Article:

········

And finally, it is the regime which has set-up a general domestic political economy that is, for lack of better word, urban predation on the countryside. This urban-rural asymmetry, so vividly illustrated in those famous pictures of North Korea at night, is not somehow predestined or a result of sanctions. The regime chooses to ignore its rural poverty.
It is only the case that sanctions drive poverty in North Korea if we accept the rather bizarre contention that the North Korea state is not responsible for the care of its own people. This is, of course, absurd. Foreigners are not the first provider of resources and assistance in one’s own country; the state is. This is especially ironic in North Korea, which calls itself a ‘people’s republic’ (the “Democratic People’s Republic of Korea”).
It is indeed true that we on the outside care more about the North Korean poor than the regime itself does. This is one of the many grotesque ironies of dealing with North Korea. The regime uses its weakest against us, trading ruthlessly on our morality. But that barbarism does imply that outsiders are immiserating that population. North Korea was doing that long before the sanctions on its nuclear program intensified in the last fifteen years. The famine of the late 1990s pre-dated the nuclear sanctions by a decade and resulted in 10% of the population starving to death. Yet no one blames Russia, whose cessations of Soviet-era subsidies badly hurt the North Korea economy at the time, for those deaths. Nor should they.
Next, sanctions against North Korea incorporate those widespread moral concerns for basic needs and human development. There are carve-outs and loopholes, and there has been a long and vigorous debate about “smart sanctions”—how to target the regime without hurting the population. There is wide consensus that the international community should do its best to help the vulnerable in the North, and that it does and should care more for them than the Kims do. It is, of course, the Kims who do their best to obstruct this effort. The Kims push-off the burden of sanctions onto the population, both because they are callously immoral and do not care, and because they know we care and therefore that sanctions are a useful wedge issue for them against us.

········

Records for this exercise:
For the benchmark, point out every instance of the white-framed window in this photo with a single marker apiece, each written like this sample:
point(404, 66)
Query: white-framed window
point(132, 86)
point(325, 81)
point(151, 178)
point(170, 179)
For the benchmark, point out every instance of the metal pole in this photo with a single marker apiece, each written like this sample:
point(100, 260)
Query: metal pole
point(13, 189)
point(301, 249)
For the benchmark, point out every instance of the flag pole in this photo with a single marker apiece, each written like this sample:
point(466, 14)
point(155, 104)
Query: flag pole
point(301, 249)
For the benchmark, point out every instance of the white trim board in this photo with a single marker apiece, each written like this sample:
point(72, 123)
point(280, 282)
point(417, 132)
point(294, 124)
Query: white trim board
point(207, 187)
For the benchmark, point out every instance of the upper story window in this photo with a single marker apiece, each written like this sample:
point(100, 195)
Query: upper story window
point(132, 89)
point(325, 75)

········

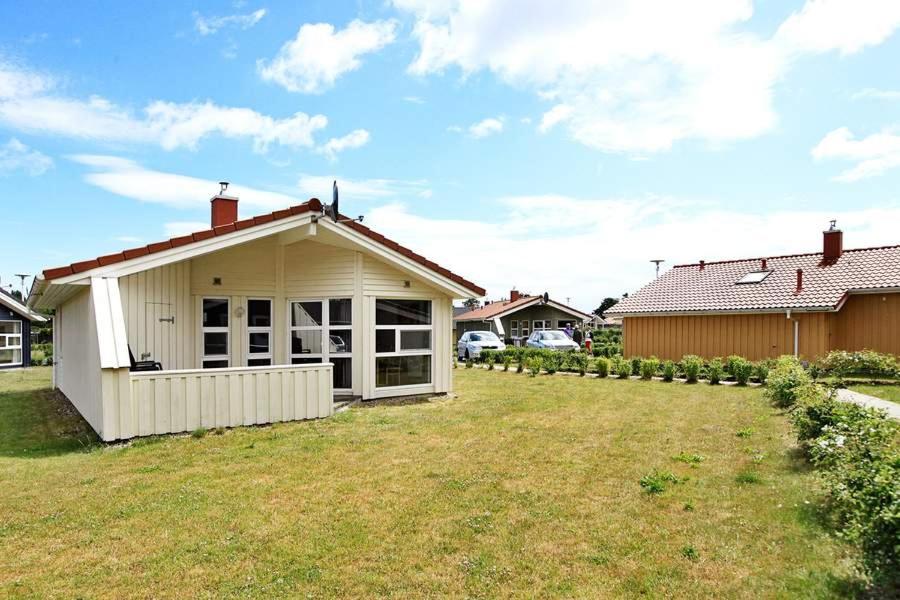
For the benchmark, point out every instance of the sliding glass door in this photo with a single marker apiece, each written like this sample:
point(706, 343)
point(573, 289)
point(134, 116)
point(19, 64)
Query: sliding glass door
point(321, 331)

········

Challenges:
**a.** According to the article on North Korea and sanctions, what share of the population starved to death in the famine of the late 1990s?
**b.** Transcribe the records from the line containing "For the benchmark, point out every instance of the upper" down to the line containing "point(325, 75)", including both of those lines.

Answers for the exercise:
**a.** 10% of the population starved to death.

**b.**
For the benchmark, point out every instance of the upper story window in this photo with a single marker apiece, each written like this sample:
point(100, 195)
Query: upper story window
point(132, 89)
point(325, 75)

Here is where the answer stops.